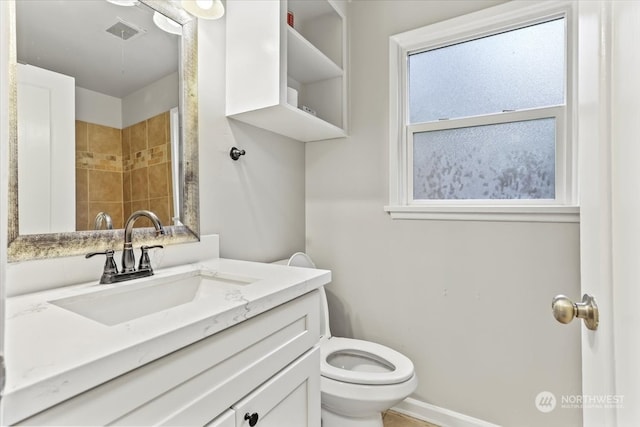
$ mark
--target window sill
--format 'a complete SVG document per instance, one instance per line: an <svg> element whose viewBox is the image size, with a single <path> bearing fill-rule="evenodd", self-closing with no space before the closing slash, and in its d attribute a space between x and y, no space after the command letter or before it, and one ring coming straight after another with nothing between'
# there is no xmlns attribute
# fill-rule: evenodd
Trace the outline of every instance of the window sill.
<svg viewBox="0 0 640 427"><path fill-rule="evenodd" d="M392 219L580 222L579 206L385 206Z"/></svg>

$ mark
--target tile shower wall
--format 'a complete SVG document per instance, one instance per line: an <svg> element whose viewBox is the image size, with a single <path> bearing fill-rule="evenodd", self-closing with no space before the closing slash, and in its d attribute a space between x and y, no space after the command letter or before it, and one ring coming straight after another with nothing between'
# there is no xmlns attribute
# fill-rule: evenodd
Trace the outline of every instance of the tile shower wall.
<svg viewBox="0 0 640 427"><path fill-rule="evenodd" d="M111 215L114 228L138 210L171 224L169 113L122 130L76 121L76 228L90 230L98 212ZM149 227L141 218L137 227Z"/></svg>

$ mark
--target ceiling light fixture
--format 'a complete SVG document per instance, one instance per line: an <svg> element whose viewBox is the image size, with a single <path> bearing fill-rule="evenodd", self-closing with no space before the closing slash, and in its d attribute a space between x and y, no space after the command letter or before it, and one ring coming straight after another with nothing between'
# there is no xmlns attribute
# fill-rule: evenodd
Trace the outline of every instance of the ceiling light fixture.
<svg viewBox="0 0 640 427"><path fill-rule="evenodd" d="M173 19L169 19L160 12L153 12L153 23L162 31L170 34L182 35L182 26Z"/></svg>
<svg viewBox="0 0 640 427"><path fill-rule="evenodd" d="M116 4L118 6L135 6L138 4L138 0L107 0L109 3Z"/></svg>
<svg viewBox="0 0 640 427"><path fill-rule="evenodd" d="M220 0L182 0L184 10L202 19L218 19L224 15L224 6Z"/></svg>

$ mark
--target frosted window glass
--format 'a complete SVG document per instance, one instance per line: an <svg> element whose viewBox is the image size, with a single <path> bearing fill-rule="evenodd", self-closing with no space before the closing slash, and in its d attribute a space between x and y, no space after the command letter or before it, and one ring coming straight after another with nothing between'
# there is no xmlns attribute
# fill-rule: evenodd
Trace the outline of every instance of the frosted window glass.
<svg viewBox="0 0 640 427"><path fill-rule="evenodd" d="M409 120L565 102L565 19L409 55Z"/></svg>
<svg viewBox="0 0 640 427"><path fill-rule="evenodd" d="M418 132L413 198L555 199L554 118Z"/></svg>

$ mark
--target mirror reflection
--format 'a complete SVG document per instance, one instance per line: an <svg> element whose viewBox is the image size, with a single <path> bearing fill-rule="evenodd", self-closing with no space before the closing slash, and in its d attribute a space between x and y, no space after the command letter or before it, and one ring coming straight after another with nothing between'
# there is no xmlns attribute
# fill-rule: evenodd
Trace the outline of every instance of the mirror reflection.
<svg viewBox="0 0 640 427"><path fill-rule="evenodd" d="M20 234L174 224L181 26L105 0L17 1L16 21Z"/></svg>

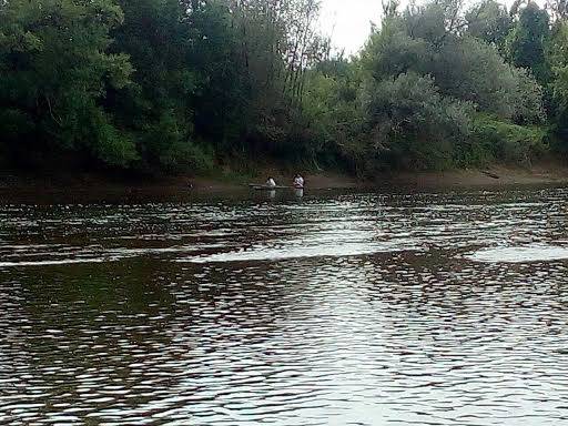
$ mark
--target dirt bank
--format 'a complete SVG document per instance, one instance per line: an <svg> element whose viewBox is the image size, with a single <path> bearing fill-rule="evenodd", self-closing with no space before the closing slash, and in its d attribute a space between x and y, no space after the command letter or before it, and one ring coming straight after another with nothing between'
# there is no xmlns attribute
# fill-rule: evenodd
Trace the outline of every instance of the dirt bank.
<svg viewBox="0 0 568 426"><path fill-rule="evenodd" d="M246 191L247 183L262 183L272 175L278 184L292 181L290 173L275 170L263 171L262 178L168 178L159 180L109 179L95 174L21 176L4 173L0 175L0 195L50 194L73 192L113 192L160 194L163 196L187 192L235 192ZM493 166L487 170L459 170L449 172L419 172L383 174L373 181L361 181L334 172L307 173L306 186L311 190L327 189L444 189L470 186L549 185L568 184L568 166L540 164L531 169Z"/></svg>

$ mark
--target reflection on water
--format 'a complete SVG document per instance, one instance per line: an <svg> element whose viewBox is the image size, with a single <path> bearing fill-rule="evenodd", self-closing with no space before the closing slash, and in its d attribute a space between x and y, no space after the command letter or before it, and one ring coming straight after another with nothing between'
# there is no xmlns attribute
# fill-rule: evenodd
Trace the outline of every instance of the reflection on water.
<svg viewBox="0 0 568 426"><path fill-rule="evenodd" d="M568 424L564 190L0 206L0 424Z"/></svg>

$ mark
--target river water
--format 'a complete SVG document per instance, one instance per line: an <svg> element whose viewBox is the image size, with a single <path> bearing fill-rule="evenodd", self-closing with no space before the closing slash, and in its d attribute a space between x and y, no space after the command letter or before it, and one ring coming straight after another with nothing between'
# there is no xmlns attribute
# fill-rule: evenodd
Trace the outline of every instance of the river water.
<svg viewBox="0 0 568 426"><path fill-rule="evenodd" d="M0 205L0 424L568 425L568 191Z"/></svg>

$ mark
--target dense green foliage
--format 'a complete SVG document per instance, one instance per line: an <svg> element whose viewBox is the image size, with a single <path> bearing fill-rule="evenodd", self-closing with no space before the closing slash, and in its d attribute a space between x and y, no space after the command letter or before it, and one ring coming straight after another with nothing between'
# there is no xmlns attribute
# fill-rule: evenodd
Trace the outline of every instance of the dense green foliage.
<svg viewBox="0 0 568 426"><path fill-rule="evenodd" d="M0 0L0 160L372 176L568 151L564 1L386 2L349 59L317 13L316 0Z"/></svg>

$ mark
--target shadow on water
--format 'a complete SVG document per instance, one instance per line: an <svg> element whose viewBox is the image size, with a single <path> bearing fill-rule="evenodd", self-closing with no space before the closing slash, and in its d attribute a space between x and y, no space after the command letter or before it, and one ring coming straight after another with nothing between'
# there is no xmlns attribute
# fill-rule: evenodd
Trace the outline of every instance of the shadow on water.
<svg viewBox="0 0 568 426"><path fill-rule="evenodd" d="M0 424L568 422L567 191L295 195L0 207Z"/></svg>

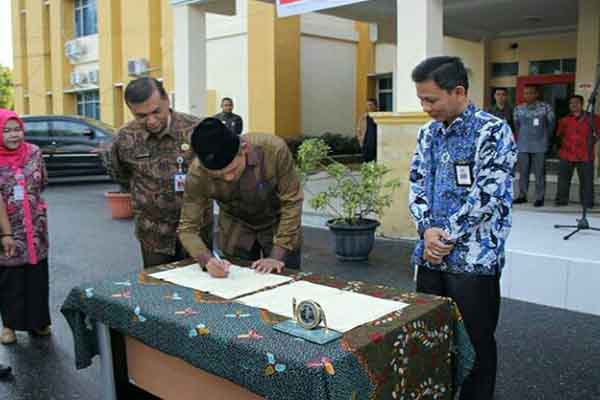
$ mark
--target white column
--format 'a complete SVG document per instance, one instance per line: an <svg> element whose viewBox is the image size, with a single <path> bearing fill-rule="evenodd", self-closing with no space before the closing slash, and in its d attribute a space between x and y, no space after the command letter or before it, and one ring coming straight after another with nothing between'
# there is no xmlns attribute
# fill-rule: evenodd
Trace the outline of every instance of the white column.
<svg viewBox="0 0 600 400"><path fill-rule="evenodd" d="M175 109L206 113L206 11L197 5L176 6L174 22Z"/></svg>
<svg viewBox="0 0 600 400"><path fill-rule="evenodd" d="M588 100L600 68L600 1L579 0L577 22L577 74L575 91ZM600 107L596 100L596 111ZM600 146L596 146L600 153ZM600 175L600 160L596 157L596 176ZM597 178L598 179L598 178Z"/></svg>
<svg viewBox="0 0 600 400"><path fill-rule="evenodd" d="M396 10L394 110L421 111L411 72L425 58L444 53L444 0L396 0Z"/></svg>

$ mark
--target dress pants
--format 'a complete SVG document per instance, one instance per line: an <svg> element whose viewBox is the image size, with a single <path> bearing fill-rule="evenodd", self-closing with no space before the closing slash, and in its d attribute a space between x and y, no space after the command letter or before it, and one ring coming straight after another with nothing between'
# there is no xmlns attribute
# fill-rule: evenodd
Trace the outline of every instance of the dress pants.
<svg viewBox="0 0 600 400"><path fill-rule="evenodd" d="M546 154L519 152L519 197L527 198L529 174L532 169L535 175L535 200L543 201L546 190Z"/></svg>
<svg viewBox="0 0 600 400"><path fill-rule="evenodd" d="M417 291L450 297L462 314L475 348L475 364L460 390L460 400L491 400L496 386L495 331L500 313L500 277L451 274L420 267Z"/></svg>
<svg viewBox="0 0 600 400"><path fill-rule="evenodd" d="M594 206L594 162L573 162L560 160L558 170L558 192L556 201L558 203L569 202L569 192L573 170L577 169L579 177L579 201L586 207Z"/></svg>

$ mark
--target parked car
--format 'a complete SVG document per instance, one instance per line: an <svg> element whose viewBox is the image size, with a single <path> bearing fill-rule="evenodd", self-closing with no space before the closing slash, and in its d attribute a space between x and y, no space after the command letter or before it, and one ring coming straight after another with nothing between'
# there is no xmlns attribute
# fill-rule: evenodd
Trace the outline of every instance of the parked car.
<svg viewBox="0 0 600 400"><path fill-rule="evenodd" d="M24 116L25 139L44 155L49 177L106 175L100 153L115 129L79 116Z"/></svg>

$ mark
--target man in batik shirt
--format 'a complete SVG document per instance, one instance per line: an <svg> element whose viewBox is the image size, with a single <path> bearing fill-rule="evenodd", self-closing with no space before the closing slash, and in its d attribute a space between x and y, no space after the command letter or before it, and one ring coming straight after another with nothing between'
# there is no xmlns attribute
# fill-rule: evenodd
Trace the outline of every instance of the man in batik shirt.
<svg viewBox="0 0 600 400"><path fill-rule="evenodd" d="M115 138L110 172L131 189L144 268L182 260L186 253L177 238L177 225L185 174L194 157L189 137L200 120L171 110L162 83L154 78L130 82L125 102L135 119ZM207 208L207 220L211 210ZM202 235L210 245L209 225Z"/></svg>
<svg viewBox="0 0 600 400"><path fill-rule="evenodd" d="M412 78L434 119L419 131L410 168L417 291L457 303L476 351L460 399L491 400L516 145L506 121L469 102L459 58L427 59Z"/></svg>

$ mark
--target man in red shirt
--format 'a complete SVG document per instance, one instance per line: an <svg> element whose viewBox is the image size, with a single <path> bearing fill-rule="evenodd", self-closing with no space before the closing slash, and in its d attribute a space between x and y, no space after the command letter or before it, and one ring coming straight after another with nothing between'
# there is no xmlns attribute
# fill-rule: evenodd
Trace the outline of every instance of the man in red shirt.
<svg viewBox="0 0 600 400"><path fill-rule="evenodd" d="M558 192L556 206L569 203L569 190L573 170L577 168L579 176L579 198L588 208L594 206L594 155L595 149L589 154L588 141L590 136L590 116L583 112L583 97L573 95L569 98L571 114L562 118L558 123L556 135L561 139L560 167L558 173ZM596 134L600 134L600 118L594 116ZM598 137L594 137L594 143Z"/></svg>

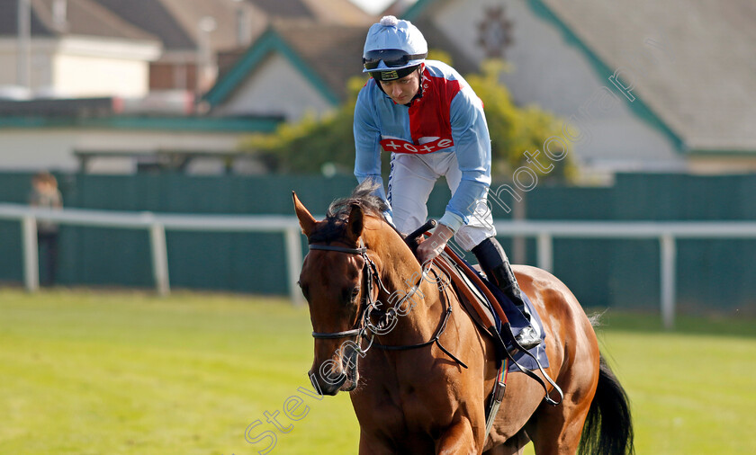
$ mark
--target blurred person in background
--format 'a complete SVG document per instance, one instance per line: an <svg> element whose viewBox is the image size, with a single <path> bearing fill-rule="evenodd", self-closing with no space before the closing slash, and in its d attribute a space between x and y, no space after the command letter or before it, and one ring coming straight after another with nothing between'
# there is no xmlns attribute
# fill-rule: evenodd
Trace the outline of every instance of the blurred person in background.
<svg viewBox="0 0 756 455"><path fill-rule="evenodd" d="M32 192L29 204L39 209L60 210L63 208L63 195L58 190L58 181L48 173L41 172L32 178ZM55 283L55 271L58 263L58 227L51 221L37 221L37 245L42 253L40 265L46 272L42 274L42 284Z"/></svg>

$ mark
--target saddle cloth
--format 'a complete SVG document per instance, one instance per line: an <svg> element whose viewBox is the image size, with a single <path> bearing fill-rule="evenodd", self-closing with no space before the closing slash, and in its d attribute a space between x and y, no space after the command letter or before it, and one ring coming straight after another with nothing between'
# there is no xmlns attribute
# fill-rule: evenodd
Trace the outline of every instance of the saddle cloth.
<svg viewBox="0 0 756 455"><path fill-rule="evenodd" d="M493 329L499 332L501 340L507 343L507 349L511 352L511 335L504 328L503 321L501 321L501 318L499 317L497 311L494 310L492 305L500 305L500 308L504 310L504 314L511 326L512 333L517 335L525 326L527 326L527 320L515 307L515 304L512 303L512 301L509 300L509 299L501 292L496 285L489 281L485 276L482 275L477 270L470 265L467 261L460 258L455 254L447 251L446 254L439 255L434 263L449 277L452 285L454 287L457 291L457 295L460 297L460 301L462 301L463 307L472 317L472 320L475 321L482 333L495 338L492 334L489 333L489 330L493 327ZM463 268L467 270L466 273ZM480 289L479 285L475 283L473 280L468 278L468 274L470 272L474 273L478 278L480 278L480 282L486 287L486 290L489 292ZM492 295L499 300L499 302L490 301L490 299L486 295L487 293ZM541 343L531 349L530 354L538 359L541 365L544 368L546 368L549 366L549 363L544 349L545 345L544 340L545 339L545 333L543 330L541 317L538 315L538 312L536 311L536 307L530 301L530 299L525 295L525 292L523 292L522 295L525 304L527 306L527 309L530 312L531 317L534 319L533 324L537 325L537 327L536 328L541 334ZM498 360L501 361L506 357L506 352L500 352L500 349L498 351ZM537 370L538 365L533 357L521 352L515 352L513 356L515 361L520 366L528 370ZM515 362L510 362L508 370L518 371L519 368L515 364Z"/></svg>

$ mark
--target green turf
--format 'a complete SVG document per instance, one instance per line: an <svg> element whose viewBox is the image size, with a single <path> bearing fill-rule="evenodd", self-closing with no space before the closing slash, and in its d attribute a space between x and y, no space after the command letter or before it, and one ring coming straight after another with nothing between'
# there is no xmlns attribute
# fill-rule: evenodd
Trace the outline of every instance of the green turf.
<svg viewBox="0 0 756 455"><path fill-rule="evenodd" d="M658 317L604 320L639 454L756 452L756 321L680 318L668 334ZM258 420L248 434L274 433L272 453L356 453L348 397L298 390L311 390L310 331L284 300L0 290L0 454L252 454L270 441L245 441ZM266 422L276 411L289 433Z"/></svg>

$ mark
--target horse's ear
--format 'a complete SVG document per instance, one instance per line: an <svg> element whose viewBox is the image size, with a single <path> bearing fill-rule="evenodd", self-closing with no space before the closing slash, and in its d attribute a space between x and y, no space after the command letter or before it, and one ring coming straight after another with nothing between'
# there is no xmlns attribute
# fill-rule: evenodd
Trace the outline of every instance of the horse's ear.
<svg viewBox="0 0 756 455"><path fill-rule="evenodd" d="M352 210L349 212L349 221L346 227L346 236L355 243L362 236L364 228L364 212L358 204L352 204Z"/></svg>
<svg viewBox="0 0 756 455"><path fill-rule="evenodd" d="M292 198L294 200L294 211L297 213L297 218L300 220L300 227L302 227L302 232L310 236L310 233L312 231L312 227L315 226L317 221L315 218L310 213L310 210L304 207L304 204L297 197L297 193L292 192Z"/></svg>

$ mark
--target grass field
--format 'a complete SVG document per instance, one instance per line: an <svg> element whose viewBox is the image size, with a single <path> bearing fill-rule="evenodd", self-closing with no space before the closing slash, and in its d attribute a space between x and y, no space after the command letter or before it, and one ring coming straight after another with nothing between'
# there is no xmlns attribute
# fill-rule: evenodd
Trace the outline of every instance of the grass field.
<svg viewBox="0 0 756 455"><path fill-rule="evenodd" d="M756 321L604 321L639 454L756 453ZM0 454L356 453L348 397L306 393L310 331L280 299L0 290Z"/></svg>

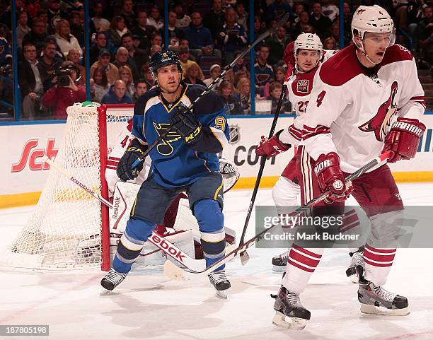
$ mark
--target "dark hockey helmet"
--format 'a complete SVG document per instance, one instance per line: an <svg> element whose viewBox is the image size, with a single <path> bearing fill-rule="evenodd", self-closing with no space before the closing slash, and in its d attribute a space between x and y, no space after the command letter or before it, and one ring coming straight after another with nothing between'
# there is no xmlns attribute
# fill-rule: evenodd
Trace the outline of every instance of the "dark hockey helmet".
<svg viewBox="0 0 433 340"><path fill-rule="evenodd" d="M156 76L156 70L161 67L175 64L179 72L182 73L182 65L178 54L173 51L162 51L155 53L149 63L149 69L154 76Z"/></svg>

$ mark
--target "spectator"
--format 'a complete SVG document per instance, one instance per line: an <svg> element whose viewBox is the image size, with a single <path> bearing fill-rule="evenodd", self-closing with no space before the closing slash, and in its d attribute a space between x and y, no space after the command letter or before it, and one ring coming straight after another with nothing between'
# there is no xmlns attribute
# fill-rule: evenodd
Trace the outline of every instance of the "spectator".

_Requirements_
Pull out every line of the material above that contains the string "river", matching case exactly.

_Exercise result_
--target river water
Trace the outline of every instance of the river water.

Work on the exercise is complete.